§ Задание 1:
Какое правило, согласно фрагменту о первенстве в Церкви, лежит в основе канонической структуры современных Поместных Автокефальных Церквей?
§ Задание 2:
Почему, согласно фрагменту о первенстве в Церкви, устройство Православной Церкви как одной Автокефальной Церкви с вселенским первоиерархом во главе нельзя однозначно отождествлять с папизмом? Ответьте одним–тремя предложениями.
§ Задание 3:
Перепишите из фрагмента о первенстве в Церкви отрывок, начиная со слов «Это подтверждает необоснованность» и продолжая до слов «Патриарха над диаспорой.» включительно.

С критикой этой точки зрения выступали богословы «евлогианской» ориентации (протопресвитеры А. Шмеман, И. Мейендорф и другие). Они исходили из того, что на 34-м Апостольском правиле основана каноническая структура современных Поместных Автокефальных Церквей, административно не зависимых друг от друга. Существование в Поместных Церквах своих первоиерархов не может однозначно отождествляться с папизмом, субординационизмом или дуализмом. Теоретически Православная Церковь могла бы состоять из одной Автокефальной Церкви с Вселенским Собором и вселенским первоиерархом во главе. Такое каноническое устройство нельзя однозначно отождествлять с папизмом, поскольку оно не противоречит основам церковного строя, выраженным 34-м Апостольским правилом, а общее количество Поместных Автокефальных Церквей канонически и догматически не регламентировано.

Вместе с тем русские православные богословы всех направлений были согласны в том, что исторически Вселенская Церковь подобного устройства никогда не знала: процесс церковной централизации во Вселенской Церкви — возможно, по особому Промыслу Божию — не дошел до конца и остановился на образовании нескольких Патриархатов, не подчиненных единому центру. Канонически необходимое первенство среди епископов сегодня существует на уровне Поместных Автокефальных Церквей. 34-й Апостольский канон говорит о епископах «всякого народа», которые должны «знать первого в них», т. е. подразумевает существование множества первенствующих епископов у разных народов, не требуя, чтобы все епископы Вселенской Церкви «знали» единственного первенствующего епископа. Канонов, утверждающих необходимость вселенского первоиерарха, в существующем каноническом корпусе Православной Церкви просто нет. Вселенской юрисдикции какого-либо первоиерарха в Православной Церкви нет и никогда не было.

Это подтверждает необоснованность чисто механического перенесения суждений, относящихся к первенству, существующему на уровне Поместных Автокефальных Церквей, на универсальный уровень, о чем сегодня официально заявляет Русская Православная Церковь в документе «Позиция Московского Патриархата по вопросу о первенстве во Вселенской Церкви» (2013). Распространение характеристик епархиального или поместного первенства на вселенский уровень неизбежно ведет к признанию единой вселенской юрисдикции единственного первоиерарха и упразднению существующих автокефалий. Именно эту ошибку повторяли последователи русского экзархата Вселенского Патриархата, желавшие обосновать вселенскую юрисдикцию Константинопольского Патриарха над диаспорой.

(Записи с указанием именованных объектов)
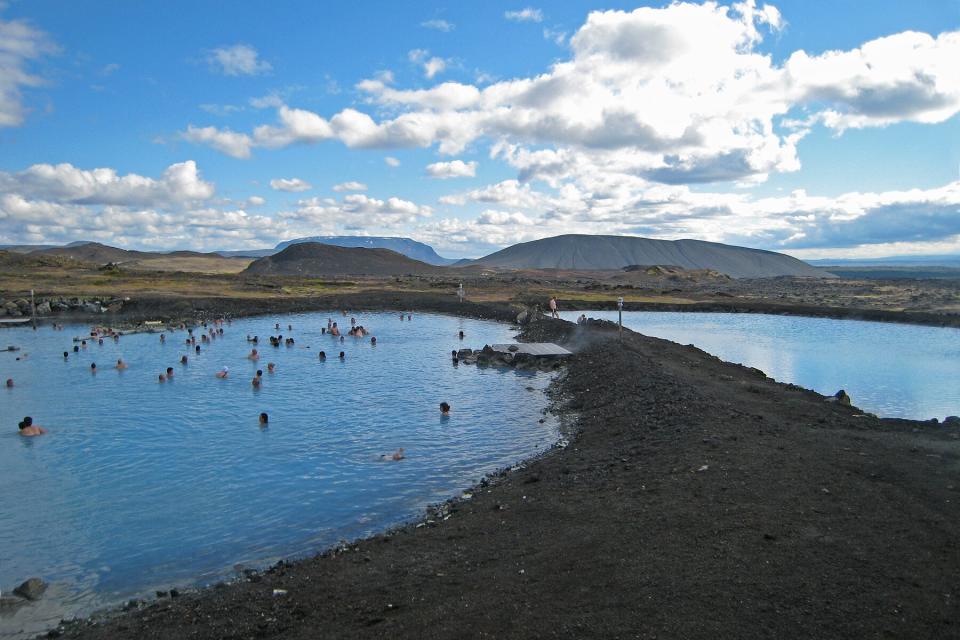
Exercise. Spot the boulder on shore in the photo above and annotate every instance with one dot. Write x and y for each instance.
(32, 589)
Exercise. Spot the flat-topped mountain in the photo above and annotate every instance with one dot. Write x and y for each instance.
(587, 252)
(405, 246)
(317, 259)
(95, 252)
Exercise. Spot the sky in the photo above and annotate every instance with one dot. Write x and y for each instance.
(818, 129)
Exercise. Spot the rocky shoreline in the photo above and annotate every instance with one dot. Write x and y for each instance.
(699, 499)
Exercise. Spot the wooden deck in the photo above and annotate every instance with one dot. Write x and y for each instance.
(533, 348)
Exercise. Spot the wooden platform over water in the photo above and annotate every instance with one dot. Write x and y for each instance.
(533, 349)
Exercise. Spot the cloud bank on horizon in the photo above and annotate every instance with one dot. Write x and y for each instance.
(666, 121)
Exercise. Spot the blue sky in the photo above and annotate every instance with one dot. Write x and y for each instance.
(818, 129)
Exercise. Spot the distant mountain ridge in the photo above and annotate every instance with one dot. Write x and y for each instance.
(405, 246)
(599, 253)
(316, 259)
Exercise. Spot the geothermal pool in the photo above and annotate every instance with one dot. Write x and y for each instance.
(141, 485)
(893, 370)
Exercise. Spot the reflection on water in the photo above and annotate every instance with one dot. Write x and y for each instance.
(142, 485)
(893, 370)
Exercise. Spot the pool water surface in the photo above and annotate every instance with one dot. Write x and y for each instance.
(141, 485)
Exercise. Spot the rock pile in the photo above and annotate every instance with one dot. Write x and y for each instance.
(522, 361)
(20, 307)
(30, 591)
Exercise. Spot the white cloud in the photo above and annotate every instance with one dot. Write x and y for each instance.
(20, 45)
(349, 186)
(528, 14)
(220, 110)
(237, 60)
(453, 169)
(357, 212)
(66, 184)
(432, 65)
(269, 101)
(675, 95)
(290, 184)
(439, 25)
(907, 76)
(445, 96)
(226, 141)
(556, 35)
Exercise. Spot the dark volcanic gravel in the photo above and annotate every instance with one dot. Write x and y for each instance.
(699, 500)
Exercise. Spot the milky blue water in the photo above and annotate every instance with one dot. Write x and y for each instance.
(141, 485)
(893, 370)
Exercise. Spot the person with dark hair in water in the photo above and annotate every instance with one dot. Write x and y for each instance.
(27, 428)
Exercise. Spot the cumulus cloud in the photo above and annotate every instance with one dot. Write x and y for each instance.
(60, 203)
(439, 25)
(292, 185)
(66, 184)
(647, 102)
(907, 76)
(352, 185)
(237, 60)
(236, 145)
(528, 14)
(357, 212)
(453, 169)
(432, 65)
(20, 45)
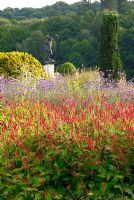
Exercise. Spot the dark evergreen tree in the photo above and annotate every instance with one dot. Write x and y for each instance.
(109, 4)
(110, 61)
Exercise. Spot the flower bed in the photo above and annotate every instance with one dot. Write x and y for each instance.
(67, 148)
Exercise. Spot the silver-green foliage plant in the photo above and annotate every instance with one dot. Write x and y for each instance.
(67, 68)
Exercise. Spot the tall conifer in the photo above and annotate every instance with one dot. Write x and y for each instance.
(109, 51)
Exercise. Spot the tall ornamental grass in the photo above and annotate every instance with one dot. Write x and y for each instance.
(67, 138)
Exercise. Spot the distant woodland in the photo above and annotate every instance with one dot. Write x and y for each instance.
(75, 30)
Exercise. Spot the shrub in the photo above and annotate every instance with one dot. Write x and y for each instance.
(67, 68)
(15, 63)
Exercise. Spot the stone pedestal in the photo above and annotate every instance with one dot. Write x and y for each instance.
(49, 69)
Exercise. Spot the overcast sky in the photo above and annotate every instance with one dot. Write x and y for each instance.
(30, 3)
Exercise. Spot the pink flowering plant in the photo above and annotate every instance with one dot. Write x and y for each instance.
(67, 148)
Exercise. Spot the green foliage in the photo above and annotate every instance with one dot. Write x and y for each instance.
(16, 63)
(109, 4)
(109, 50)
(74, 27)
(67, 68)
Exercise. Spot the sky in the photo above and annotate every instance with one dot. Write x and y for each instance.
(30, 3)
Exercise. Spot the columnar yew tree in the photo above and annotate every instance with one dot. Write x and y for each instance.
(109, 51)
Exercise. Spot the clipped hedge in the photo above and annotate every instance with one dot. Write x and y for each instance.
(15, 63)
(67, 68)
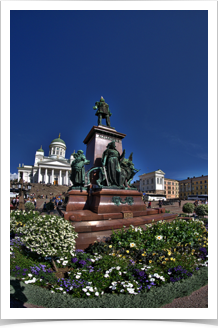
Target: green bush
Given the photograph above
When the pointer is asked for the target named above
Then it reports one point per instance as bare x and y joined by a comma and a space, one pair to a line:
188, 208
201, 210
49, 206
29, 206
49, 236
19, 218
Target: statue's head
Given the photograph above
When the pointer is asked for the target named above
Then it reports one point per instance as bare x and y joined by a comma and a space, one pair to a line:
111, 145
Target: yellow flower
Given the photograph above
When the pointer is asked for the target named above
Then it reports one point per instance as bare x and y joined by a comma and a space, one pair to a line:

§ Правильный ответ 1:
34-е Апостольское правило.

§ Правильный ответ 2:
Такое устройство не противоречит основам церковного строя, выраженным 34-м Апостольским правилом. Кроме того, общее количество Поместных Автокефальных Церквей канонически и догматически не регламентировано.

§ Правильный ответ 3:
Это подтверждает необоснованность чисто механического перенесения суждений, относящихся к первенству, существующему на уровне Поместных Автокефальных Церквей, на универсальный уровень, о чем сегодня официально заявляет Русская Православная Церковь в документе «Позиция Московского Патриархата по вопросу о первенстве во Вселенской Церкви» (2013). Распространение характеристик епархиального или поместного первенства на вселенский уровень неизбежно ведет к признанию единой вселенской юрисдикции единственного первоиерарха и упразднению существующих автокефалий. Именно эту ошибку повторяли последователи русского экзархата Вселенского Патриархата, желавшие обосновать вселенскую юрисдикцию Константинопольского Патриарха над диаспорой.